INSTRUCTIONS>
a - Output the passage of the bus ride thread starting at "## caravanman (Jan 5, 2014)" and ending at "service are today.", character for character.
b - Pull out each line of the listing that contains the string "woodland", matching case exactly.

DOCUMENT SECTION>
##########
# Great American Bus Ride



## caravanman (Jan 4, 2014)

Hi,

I have just finished a great read by Irma Kurtz, about her rides across the states in 65 Greyhound buses.

Irma Kurtz is American, lived in the UK for many years, and a regular contributor to "Cosmopolitan" magazine.

The book is titled "The Great American Bus Ride" and was published in 1993 in the USA.

I found many similarities between Ms Kurtz experiences and my own on Amtrak.

Worth a look if you like travel writing.

Ed


----------



## Everydaymatters (Jan 4, 2014)

Ed, I read her book several years ago. It was interesting. I went from Chicago to Orlando many years on Greyhound and I can't say I'd want to do what she did.


----------



## Swadian Hardcore (Jan 4, 2014)

I never got to read that book. Seems interesting, I did ride Greyhound back then and the buses today are really a lot different, mainly because in 1993 Greyhound was trying to dig itself out of financial turmoil. They had a major strike in 1983, got sold off by Teets in 1987, took huge loans to buy Continental Trailways in the same year, drivers on an even bigger strike in 1990, went bankrupt, sold MCI, drivers bombed and shot up their own buses, fights were rampant, and Greyhound had just recovered in 1992 after incompetant Currey was replaced with Schmidt and then Lentzsch.

You can see matters were complicated back then and service suffered greatly. I've never done something like this, large amounts of bus riding back-to-back, but I do explore the nation slowly with Greyhound and their allies, bus by bus, day by day, taking ti slow. And it's still ongoing.

If anyone is interested, I'll make a photo travelogue about my short Greyhound rides over New Years, only 5 hours each way so not much but I do have a lot of pictures. They'll all be on Flickr when I get around to it.


----------



## caravanman (Jan 5, 2014)

Hi,

Thanks for the background info.

I believe most folk visiting USA for the first time and intending to explore by public transport still have an expectation of a wealth of train and Greyhound options. It certainly came as a shock to me just how sparse the few routes that remain on either service are today.

Although the book was published in 1993, I imagine she would have taken her actual trip at least a year or two earlier, she makes no mention of industrial disputes.

An easier trip to make today I guess, with Internet booking and cell phones for last minute updates.

Ed


----------



## Swadian Hardcore (Jan 5, 2014)
##########
RECORDS>

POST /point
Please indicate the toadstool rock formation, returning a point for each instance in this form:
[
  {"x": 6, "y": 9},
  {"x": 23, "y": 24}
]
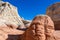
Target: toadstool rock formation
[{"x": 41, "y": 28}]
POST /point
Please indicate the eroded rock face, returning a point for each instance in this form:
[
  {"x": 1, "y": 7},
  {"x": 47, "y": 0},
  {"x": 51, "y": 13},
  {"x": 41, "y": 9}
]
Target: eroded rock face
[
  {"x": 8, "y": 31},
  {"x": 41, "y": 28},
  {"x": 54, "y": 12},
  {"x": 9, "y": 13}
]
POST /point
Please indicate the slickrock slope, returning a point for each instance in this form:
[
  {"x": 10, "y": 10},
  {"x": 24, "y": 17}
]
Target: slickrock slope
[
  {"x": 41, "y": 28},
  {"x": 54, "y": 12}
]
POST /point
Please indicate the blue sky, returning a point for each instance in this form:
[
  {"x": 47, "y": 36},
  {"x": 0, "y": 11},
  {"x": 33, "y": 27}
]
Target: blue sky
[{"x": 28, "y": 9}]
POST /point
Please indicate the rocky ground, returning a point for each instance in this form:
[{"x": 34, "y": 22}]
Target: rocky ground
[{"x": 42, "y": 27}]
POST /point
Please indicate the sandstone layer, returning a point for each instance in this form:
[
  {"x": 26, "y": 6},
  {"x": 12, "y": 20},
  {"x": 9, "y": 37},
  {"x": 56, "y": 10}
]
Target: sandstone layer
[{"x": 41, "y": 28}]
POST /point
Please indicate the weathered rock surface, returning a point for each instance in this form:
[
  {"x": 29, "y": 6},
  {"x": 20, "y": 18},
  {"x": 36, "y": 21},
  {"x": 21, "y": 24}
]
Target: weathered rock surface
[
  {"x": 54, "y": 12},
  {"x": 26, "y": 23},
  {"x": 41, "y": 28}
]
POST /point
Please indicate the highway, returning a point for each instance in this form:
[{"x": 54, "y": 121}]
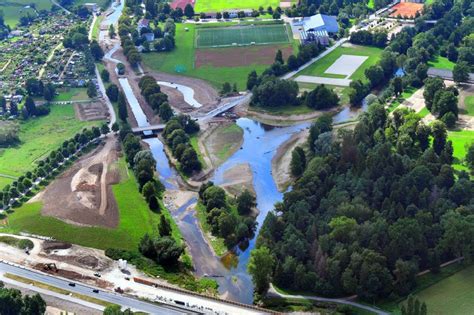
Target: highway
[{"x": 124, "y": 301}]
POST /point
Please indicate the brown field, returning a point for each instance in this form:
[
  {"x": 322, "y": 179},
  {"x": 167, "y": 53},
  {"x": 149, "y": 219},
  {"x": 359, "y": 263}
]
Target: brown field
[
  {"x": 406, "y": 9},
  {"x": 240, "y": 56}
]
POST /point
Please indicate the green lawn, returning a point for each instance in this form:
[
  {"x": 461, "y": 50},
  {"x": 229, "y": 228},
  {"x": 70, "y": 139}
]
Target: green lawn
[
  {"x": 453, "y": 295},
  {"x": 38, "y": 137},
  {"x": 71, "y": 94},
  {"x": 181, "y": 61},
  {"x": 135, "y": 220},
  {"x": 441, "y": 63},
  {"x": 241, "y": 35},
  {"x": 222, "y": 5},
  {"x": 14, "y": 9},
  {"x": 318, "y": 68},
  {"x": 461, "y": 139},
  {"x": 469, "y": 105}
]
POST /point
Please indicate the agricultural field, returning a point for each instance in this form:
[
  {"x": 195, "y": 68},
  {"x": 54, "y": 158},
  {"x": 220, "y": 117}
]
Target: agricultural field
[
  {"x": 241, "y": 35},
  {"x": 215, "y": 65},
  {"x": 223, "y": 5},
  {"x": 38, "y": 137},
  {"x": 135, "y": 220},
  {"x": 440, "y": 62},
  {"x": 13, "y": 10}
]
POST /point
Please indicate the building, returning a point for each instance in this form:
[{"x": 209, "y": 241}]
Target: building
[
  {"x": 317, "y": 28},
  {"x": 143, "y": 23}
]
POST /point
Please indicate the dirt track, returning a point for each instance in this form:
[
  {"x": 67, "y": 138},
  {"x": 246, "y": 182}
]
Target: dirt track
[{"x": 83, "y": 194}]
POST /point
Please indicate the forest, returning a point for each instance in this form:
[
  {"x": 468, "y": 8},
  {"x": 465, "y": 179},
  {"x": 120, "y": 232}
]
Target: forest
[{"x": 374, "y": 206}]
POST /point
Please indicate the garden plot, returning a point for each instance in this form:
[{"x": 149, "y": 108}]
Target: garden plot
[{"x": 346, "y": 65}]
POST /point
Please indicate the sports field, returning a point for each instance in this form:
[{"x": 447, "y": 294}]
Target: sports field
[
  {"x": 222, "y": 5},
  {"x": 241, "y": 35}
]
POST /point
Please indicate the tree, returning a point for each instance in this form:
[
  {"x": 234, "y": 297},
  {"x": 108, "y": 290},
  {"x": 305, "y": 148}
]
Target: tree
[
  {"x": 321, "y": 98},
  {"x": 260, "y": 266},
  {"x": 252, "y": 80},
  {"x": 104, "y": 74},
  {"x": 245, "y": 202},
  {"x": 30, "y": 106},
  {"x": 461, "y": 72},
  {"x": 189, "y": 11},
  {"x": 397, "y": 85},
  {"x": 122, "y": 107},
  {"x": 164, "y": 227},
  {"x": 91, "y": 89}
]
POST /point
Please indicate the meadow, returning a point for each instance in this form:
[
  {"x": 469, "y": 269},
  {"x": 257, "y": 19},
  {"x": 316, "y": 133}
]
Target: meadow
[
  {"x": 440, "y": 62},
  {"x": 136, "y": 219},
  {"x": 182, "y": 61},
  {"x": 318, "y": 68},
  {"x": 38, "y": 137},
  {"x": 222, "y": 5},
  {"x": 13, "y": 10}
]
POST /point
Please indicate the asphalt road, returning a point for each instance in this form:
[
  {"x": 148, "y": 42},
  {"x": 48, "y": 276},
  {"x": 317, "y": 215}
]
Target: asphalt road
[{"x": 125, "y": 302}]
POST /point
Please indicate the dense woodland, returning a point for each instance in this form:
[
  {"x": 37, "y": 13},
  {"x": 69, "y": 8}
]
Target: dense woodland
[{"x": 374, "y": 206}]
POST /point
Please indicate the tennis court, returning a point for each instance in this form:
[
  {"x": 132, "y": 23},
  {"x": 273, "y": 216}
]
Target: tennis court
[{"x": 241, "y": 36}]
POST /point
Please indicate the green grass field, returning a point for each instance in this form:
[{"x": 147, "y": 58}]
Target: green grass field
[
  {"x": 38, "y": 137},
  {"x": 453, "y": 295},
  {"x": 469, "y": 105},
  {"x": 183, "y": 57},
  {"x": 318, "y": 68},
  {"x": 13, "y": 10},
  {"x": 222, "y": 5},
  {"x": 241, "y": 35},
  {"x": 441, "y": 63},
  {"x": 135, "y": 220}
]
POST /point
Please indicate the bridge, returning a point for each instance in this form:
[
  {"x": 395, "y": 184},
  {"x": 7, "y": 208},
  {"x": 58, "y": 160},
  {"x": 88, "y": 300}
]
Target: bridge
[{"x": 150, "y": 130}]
##########
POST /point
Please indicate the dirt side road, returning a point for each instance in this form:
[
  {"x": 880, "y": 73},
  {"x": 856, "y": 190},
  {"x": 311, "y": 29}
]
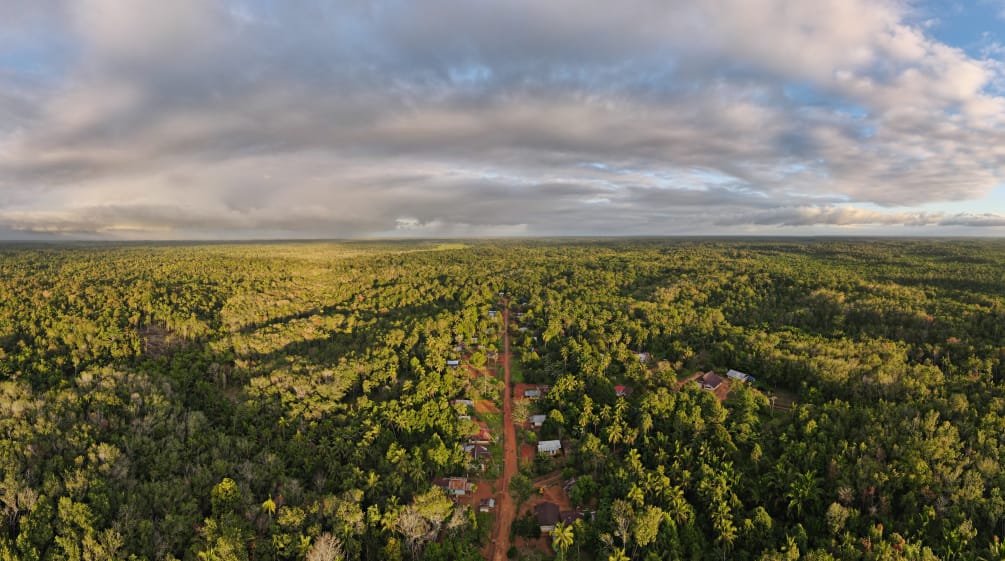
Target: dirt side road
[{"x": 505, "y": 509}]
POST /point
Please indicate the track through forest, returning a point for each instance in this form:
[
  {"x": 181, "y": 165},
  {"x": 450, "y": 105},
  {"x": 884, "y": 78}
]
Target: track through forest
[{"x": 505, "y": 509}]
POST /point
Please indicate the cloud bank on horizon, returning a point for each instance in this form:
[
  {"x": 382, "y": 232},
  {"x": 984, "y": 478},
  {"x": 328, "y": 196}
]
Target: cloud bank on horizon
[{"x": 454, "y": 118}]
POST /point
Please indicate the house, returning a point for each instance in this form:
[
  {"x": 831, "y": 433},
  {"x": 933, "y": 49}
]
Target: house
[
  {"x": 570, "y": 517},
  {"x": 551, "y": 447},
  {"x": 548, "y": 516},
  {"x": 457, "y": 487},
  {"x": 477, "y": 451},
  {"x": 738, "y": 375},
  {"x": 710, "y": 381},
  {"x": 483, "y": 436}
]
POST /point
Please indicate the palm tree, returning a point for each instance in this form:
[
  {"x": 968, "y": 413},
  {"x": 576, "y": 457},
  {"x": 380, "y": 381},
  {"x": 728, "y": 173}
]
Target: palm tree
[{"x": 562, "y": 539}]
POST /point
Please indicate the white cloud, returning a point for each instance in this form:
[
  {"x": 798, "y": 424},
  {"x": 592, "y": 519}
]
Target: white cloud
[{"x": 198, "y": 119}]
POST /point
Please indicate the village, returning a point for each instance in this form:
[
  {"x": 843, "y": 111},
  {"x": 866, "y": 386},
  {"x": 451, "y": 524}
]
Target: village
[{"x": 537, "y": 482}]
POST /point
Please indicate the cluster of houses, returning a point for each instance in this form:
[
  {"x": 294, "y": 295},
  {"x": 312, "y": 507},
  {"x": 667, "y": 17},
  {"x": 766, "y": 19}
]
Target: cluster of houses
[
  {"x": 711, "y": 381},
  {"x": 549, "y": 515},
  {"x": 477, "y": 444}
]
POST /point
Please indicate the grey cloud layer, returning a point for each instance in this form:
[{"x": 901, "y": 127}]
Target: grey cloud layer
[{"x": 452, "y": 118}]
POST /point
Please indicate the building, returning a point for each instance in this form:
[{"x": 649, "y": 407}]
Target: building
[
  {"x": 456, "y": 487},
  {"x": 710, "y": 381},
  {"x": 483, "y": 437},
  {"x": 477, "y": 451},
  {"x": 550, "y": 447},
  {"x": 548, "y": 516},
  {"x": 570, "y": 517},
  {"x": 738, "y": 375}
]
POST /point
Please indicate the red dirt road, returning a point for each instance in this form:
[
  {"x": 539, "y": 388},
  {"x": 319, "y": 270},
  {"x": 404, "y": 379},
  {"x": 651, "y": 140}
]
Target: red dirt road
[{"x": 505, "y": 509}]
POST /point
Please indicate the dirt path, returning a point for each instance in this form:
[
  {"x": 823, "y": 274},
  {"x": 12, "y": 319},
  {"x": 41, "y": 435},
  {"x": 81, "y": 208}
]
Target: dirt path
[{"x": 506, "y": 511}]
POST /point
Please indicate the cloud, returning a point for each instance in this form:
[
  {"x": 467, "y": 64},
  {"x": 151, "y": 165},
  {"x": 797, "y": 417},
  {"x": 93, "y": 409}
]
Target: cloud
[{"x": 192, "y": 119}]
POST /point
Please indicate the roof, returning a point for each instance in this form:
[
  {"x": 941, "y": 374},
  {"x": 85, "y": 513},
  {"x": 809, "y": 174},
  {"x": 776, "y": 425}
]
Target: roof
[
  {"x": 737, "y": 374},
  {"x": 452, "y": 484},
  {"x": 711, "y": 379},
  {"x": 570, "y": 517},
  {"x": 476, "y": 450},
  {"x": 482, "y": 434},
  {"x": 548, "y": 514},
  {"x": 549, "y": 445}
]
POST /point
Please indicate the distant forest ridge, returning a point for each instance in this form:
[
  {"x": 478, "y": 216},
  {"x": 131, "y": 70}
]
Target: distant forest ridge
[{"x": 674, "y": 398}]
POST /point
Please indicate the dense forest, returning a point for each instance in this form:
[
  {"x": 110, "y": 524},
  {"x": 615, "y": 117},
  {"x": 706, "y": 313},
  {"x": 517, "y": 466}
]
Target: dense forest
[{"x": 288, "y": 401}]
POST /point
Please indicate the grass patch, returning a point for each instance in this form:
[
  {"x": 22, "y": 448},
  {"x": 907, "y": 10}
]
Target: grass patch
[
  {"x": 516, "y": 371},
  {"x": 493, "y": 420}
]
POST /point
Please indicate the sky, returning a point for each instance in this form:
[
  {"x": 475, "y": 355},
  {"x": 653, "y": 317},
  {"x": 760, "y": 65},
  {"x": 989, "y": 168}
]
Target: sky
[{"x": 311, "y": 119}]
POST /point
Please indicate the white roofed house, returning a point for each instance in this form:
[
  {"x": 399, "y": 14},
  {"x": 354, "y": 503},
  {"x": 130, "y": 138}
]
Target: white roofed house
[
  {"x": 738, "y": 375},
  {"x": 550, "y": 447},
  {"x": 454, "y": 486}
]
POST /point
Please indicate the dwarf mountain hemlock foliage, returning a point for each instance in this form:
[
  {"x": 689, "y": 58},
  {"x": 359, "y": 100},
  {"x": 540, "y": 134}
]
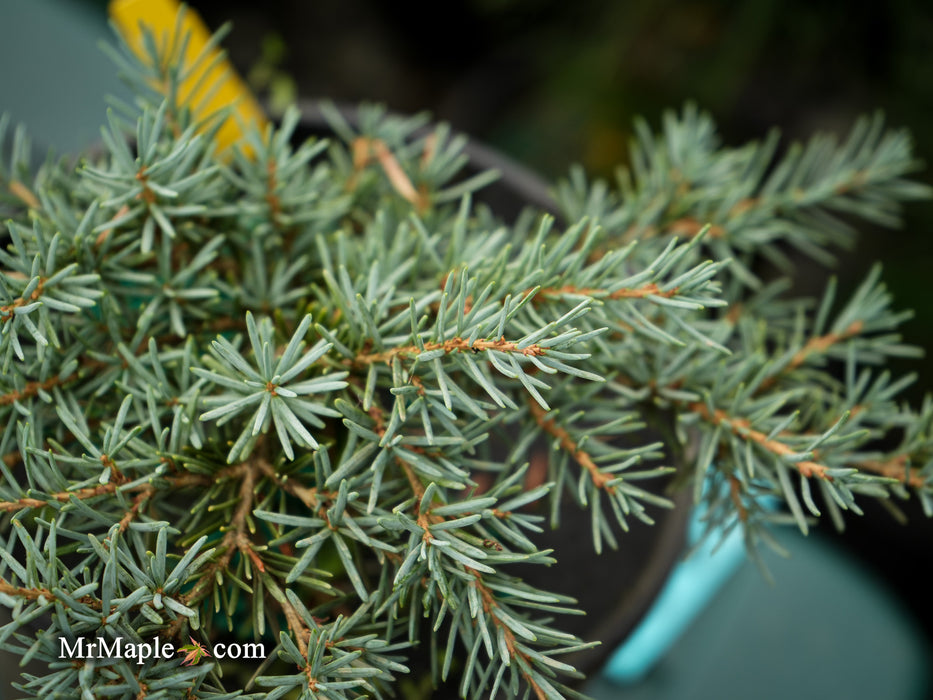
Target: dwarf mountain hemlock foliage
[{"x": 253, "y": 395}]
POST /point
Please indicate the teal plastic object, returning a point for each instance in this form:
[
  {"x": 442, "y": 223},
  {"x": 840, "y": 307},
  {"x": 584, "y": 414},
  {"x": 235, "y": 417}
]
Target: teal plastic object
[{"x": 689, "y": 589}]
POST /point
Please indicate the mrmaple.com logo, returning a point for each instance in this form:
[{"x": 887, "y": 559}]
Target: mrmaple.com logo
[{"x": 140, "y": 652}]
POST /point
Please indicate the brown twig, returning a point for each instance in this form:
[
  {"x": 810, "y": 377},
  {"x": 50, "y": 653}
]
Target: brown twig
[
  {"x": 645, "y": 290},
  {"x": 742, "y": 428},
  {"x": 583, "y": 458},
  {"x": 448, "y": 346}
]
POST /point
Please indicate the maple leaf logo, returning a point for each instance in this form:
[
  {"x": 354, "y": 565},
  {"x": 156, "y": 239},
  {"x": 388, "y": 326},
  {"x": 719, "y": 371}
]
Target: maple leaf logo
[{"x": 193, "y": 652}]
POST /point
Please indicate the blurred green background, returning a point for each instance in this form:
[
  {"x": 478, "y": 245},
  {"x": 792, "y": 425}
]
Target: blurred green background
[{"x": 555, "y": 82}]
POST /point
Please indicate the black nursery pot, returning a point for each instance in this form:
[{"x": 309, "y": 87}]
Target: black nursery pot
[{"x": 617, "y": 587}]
##########
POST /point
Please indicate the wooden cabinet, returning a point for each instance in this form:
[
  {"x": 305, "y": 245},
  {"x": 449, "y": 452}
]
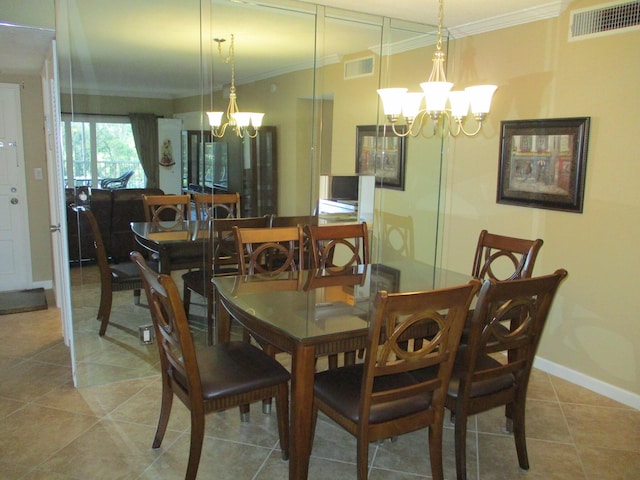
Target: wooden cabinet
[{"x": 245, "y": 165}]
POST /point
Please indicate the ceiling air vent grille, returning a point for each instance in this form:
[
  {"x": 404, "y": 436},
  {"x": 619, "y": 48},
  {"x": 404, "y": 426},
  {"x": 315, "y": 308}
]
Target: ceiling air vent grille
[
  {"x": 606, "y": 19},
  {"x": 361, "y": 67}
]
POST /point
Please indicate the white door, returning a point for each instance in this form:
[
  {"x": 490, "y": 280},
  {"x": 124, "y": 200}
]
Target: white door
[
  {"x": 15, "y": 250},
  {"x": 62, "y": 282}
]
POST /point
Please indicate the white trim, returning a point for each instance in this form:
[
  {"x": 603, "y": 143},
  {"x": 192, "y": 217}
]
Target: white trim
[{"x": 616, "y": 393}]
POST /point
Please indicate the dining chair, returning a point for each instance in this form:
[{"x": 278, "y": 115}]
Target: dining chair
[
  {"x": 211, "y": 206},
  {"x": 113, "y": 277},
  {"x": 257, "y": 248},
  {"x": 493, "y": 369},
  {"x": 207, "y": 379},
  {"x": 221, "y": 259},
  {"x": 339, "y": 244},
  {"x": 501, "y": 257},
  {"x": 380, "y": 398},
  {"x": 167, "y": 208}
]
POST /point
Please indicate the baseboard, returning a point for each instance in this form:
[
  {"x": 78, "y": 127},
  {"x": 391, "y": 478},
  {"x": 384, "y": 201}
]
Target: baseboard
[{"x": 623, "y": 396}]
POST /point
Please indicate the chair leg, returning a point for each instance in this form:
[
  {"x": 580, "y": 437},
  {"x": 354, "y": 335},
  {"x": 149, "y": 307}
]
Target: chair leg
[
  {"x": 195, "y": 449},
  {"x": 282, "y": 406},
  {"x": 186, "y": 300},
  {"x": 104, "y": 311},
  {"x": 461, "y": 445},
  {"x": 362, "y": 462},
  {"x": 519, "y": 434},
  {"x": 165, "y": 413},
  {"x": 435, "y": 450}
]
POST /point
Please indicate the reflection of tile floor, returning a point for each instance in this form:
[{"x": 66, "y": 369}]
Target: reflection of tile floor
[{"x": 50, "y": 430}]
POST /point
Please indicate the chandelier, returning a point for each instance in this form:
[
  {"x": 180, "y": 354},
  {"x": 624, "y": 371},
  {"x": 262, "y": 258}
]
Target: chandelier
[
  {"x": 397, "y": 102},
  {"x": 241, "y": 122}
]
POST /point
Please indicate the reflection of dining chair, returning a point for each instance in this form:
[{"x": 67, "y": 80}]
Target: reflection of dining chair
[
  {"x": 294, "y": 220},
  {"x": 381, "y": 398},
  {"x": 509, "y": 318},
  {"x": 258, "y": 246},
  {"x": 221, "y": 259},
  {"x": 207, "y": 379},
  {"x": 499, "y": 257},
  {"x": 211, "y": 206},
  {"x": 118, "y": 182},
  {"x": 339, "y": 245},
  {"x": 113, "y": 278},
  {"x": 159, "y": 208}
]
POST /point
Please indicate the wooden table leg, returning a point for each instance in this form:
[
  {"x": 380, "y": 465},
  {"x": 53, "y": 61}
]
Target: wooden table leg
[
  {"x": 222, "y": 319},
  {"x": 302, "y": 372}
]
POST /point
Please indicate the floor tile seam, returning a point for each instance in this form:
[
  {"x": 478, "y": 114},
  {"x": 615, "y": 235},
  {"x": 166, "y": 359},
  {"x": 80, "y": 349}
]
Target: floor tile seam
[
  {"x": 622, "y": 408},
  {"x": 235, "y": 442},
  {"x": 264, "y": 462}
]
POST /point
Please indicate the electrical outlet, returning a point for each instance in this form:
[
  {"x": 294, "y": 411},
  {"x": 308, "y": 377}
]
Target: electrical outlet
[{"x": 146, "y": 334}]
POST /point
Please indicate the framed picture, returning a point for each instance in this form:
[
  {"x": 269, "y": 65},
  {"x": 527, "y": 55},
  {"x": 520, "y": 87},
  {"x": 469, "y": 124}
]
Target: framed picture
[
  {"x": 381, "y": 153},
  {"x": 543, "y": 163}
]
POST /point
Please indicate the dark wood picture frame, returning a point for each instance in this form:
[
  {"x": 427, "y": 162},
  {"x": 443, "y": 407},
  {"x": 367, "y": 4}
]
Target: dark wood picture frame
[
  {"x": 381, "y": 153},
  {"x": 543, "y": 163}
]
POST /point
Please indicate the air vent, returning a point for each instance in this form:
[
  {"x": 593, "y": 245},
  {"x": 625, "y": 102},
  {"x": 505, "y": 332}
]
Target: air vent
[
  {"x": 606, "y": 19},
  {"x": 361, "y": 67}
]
##########
ANSWERS TO EACH TASK>
a -
## caravanman (Jan 5, 2014)

Hi,

Thanks for the background info.

I believe most folk visiting USA for the first time and intending to explore by public transport still have an expectation of a wealth of train and Greyhound options. It certainly came as a shock to me just how sparse the few routes that remain on either service are today.

b -
Please indicate the dense woodland, returning a point for each instance in this form:
Target: dense woodland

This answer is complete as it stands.